- Record excerpts -
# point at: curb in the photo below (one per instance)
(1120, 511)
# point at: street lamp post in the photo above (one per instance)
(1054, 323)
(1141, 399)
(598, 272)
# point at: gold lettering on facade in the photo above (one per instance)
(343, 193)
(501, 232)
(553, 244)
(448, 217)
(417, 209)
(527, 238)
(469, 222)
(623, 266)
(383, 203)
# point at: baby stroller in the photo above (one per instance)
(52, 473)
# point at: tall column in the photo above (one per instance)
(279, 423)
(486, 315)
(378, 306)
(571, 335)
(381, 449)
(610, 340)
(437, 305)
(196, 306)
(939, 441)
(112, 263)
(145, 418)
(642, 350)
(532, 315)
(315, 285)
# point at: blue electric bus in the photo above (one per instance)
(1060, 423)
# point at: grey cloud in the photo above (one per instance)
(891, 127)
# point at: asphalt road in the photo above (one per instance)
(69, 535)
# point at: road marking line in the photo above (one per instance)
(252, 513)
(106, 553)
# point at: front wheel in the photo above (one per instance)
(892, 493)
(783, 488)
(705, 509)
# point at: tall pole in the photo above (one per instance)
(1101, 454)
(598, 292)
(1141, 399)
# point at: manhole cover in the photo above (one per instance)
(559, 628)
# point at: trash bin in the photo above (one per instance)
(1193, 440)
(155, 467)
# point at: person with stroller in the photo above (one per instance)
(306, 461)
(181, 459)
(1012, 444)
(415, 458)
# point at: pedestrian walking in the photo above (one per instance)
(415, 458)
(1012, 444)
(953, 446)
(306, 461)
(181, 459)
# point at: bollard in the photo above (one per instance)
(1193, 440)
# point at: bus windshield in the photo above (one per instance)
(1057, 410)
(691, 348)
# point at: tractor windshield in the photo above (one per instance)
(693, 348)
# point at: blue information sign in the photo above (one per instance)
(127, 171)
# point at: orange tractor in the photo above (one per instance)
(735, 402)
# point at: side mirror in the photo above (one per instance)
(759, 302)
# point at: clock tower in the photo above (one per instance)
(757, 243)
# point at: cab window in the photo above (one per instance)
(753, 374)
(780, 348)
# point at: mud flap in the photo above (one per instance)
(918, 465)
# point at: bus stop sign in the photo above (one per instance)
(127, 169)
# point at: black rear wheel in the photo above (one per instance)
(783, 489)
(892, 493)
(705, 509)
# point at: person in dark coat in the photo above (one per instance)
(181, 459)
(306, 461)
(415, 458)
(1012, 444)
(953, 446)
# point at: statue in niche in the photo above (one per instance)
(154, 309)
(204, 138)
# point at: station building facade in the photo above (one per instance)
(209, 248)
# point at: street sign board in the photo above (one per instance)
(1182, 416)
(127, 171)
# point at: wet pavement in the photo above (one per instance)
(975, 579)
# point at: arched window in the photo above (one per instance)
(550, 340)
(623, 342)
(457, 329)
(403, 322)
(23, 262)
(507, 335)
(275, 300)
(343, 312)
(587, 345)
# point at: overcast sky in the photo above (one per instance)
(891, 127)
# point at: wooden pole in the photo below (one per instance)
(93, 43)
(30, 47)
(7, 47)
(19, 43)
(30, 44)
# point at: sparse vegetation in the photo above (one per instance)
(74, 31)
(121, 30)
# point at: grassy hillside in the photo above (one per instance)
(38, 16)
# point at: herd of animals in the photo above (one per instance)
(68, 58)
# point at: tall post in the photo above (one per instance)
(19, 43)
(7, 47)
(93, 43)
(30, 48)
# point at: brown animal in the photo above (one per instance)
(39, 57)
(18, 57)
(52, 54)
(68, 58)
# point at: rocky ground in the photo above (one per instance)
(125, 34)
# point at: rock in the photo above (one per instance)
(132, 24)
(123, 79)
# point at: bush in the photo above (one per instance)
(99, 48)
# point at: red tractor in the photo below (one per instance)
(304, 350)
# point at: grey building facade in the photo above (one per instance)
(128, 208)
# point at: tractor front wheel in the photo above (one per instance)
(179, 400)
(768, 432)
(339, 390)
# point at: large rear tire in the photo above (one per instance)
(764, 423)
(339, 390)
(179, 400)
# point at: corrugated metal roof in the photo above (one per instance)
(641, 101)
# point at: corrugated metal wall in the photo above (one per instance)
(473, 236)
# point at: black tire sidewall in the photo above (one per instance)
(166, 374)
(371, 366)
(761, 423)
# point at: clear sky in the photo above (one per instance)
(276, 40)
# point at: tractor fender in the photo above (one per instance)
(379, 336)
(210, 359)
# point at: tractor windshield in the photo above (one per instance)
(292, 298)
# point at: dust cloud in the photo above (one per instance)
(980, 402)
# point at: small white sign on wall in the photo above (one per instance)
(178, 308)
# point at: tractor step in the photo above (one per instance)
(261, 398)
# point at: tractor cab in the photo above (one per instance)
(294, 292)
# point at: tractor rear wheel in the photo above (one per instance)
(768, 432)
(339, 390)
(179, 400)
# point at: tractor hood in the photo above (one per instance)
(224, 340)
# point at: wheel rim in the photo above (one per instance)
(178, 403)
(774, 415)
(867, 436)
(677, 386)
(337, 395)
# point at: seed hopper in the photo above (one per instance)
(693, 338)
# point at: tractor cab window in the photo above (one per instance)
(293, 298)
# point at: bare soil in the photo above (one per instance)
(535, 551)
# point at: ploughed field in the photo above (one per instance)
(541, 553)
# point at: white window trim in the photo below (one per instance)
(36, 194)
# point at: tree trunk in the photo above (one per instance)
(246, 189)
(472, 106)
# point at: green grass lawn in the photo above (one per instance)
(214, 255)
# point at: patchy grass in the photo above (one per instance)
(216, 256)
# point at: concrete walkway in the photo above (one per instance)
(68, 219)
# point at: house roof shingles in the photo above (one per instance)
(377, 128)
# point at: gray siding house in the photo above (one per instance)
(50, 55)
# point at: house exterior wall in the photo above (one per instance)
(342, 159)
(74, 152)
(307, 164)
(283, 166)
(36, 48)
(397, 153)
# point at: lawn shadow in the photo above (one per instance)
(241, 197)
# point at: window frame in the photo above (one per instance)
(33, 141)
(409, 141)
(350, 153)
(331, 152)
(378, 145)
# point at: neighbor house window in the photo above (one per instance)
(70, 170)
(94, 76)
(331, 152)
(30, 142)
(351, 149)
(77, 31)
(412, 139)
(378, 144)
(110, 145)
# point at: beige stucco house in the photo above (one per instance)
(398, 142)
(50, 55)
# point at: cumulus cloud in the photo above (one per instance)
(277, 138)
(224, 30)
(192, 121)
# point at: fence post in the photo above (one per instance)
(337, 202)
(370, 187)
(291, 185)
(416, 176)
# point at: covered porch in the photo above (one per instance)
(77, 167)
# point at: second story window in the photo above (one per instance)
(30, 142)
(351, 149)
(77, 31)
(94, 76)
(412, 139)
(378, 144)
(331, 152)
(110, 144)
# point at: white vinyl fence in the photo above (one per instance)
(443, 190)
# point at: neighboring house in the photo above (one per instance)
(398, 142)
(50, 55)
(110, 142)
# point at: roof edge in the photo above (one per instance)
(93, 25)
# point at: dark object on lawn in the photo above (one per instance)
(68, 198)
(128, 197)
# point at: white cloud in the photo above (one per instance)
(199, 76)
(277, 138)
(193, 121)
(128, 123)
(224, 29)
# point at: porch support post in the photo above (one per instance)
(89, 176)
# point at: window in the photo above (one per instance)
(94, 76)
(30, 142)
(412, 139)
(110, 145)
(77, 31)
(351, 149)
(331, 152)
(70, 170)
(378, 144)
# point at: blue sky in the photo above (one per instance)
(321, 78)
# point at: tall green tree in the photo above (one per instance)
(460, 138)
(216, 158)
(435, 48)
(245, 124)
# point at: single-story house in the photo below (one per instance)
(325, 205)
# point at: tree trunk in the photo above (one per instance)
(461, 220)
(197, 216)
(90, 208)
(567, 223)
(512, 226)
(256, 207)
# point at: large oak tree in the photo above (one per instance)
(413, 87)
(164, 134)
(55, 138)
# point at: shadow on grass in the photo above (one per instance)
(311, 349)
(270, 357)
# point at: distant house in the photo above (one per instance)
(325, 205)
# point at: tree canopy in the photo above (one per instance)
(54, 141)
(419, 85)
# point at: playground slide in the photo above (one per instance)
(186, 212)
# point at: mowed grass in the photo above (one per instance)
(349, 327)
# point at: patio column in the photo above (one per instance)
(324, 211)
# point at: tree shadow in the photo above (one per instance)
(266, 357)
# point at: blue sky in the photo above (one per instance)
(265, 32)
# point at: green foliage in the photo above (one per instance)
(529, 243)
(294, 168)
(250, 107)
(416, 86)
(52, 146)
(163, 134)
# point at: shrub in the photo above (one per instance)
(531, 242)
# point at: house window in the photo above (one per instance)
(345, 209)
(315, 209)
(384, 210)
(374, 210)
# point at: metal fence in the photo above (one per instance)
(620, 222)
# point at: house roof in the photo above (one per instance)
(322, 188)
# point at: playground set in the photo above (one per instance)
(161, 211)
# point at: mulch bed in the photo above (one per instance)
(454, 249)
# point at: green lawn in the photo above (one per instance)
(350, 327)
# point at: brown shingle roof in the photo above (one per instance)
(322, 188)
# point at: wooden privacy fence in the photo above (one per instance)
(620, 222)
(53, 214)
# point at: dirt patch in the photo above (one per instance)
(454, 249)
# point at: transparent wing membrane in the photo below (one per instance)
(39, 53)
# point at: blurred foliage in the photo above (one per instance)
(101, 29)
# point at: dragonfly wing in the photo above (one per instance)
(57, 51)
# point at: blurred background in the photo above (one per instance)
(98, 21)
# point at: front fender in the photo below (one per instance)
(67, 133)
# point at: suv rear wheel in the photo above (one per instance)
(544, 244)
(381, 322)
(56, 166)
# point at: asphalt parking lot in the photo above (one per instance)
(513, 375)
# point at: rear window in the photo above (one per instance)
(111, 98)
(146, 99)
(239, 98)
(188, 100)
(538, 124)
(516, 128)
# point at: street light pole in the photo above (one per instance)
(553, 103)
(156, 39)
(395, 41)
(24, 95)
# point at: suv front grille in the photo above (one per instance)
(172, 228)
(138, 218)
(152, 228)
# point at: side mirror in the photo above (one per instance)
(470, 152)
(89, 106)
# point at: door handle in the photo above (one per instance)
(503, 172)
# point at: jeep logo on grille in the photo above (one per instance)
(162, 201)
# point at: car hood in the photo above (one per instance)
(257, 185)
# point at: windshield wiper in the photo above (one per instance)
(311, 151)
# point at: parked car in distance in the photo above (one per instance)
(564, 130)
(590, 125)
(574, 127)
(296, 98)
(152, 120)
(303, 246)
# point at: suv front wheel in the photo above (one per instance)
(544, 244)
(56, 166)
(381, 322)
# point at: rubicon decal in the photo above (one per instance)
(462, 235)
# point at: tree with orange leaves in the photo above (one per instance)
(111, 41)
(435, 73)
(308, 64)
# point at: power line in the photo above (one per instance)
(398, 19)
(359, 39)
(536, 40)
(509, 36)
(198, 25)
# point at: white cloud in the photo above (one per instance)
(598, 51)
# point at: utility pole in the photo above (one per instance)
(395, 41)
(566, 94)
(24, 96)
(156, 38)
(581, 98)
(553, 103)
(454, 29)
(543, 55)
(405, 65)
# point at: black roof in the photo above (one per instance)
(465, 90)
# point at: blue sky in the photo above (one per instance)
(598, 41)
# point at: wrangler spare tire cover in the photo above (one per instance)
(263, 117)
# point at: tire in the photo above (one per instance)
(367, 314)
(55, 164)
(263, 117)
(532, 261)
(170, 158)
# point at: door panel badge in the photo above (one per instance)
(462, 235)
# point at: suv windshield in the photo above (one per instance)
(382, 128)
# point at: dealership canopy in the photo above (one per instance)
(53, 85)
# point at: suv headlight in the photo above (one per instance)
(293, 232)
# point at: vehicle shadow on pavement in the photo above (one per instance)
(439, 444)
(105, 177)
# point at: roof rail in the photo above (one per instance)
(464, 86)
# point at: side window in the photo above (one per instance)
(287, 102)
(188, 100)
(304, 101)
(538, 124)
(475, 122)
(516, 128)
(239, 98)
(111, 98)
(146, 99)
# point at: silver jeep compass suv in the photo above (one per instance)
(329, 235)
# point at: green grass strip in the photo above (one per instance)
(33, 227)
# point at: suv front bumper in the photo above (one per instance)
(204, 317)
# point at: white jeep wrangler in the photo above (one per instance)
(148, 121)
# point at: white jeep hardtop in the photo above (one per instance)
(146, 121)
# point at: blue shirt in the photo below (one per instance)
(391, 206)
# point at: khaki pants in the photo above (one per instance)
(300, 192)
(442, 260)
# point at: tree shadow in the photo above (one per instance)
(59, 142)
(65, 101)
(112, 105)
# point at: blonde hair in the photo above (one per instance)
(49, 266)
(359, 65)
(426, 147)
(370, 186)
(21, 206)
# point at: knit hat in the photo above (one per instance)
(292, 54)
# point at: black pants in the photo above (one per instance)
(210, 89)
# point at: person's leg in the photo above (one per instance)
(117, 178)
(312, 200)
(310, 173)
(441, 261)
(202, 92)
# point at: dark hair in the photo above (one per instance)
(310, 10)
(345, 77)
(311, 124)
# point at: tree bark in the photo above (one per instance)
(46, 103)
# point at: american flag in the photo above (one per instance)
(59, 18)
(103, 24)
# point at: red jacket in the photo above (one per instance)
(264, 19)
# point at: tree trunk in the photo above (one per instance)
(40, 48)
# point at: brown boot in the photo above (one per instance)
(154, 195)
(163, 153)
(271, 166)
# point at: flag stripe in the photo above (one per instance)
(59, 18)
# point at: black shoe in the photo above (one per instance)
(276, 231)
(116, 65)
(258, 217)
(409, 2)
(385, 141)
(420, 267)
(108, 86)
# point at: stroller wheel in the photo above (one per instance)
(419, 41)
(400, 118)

- Task to carry out -
Beginning at the line that contains "# point at: black pants", retype each line of the listing up to and including the last one, exactly as it stands, and nothing else.

- The reply -
# point at: black pants in the photo above (one per instance)
(210, 89)
# point at: person's leg in the photo above (one per instance)
(117, 178)
(312, 200)
(310, 173)
(441, 261)
(202, 92)
# point at: dark hair in the photo above (one per instance)
(310, 10)
(345, 77)
(311, 124)
# point at: tree bark in the photo above (one per instance)
(46, 103)
# point at: american flag in the photo above (one per instance)
(59, 18)
(103, 24)
# point at: red jacket in the photo above (one per instance)
(264, 19)
# point at: tree trunk in the photo above (one per instance)
(40, 48)
# point at: brown boot in the photo above (one per instance)
(154, 195)
(163, 153)
(271, 166)
# point at: flag stripe in the photo above (one per instance)
(59, 18)
# point at: black shoe in the photo above (one per instance)
(276, 231)
(116, 65)
(258, 217)
(409, 2)
(385, 141)
(420, 267)
(108, 86)
# point at: stroller wheel in the photo above (one per instance)
(419, 41)
(400, 118)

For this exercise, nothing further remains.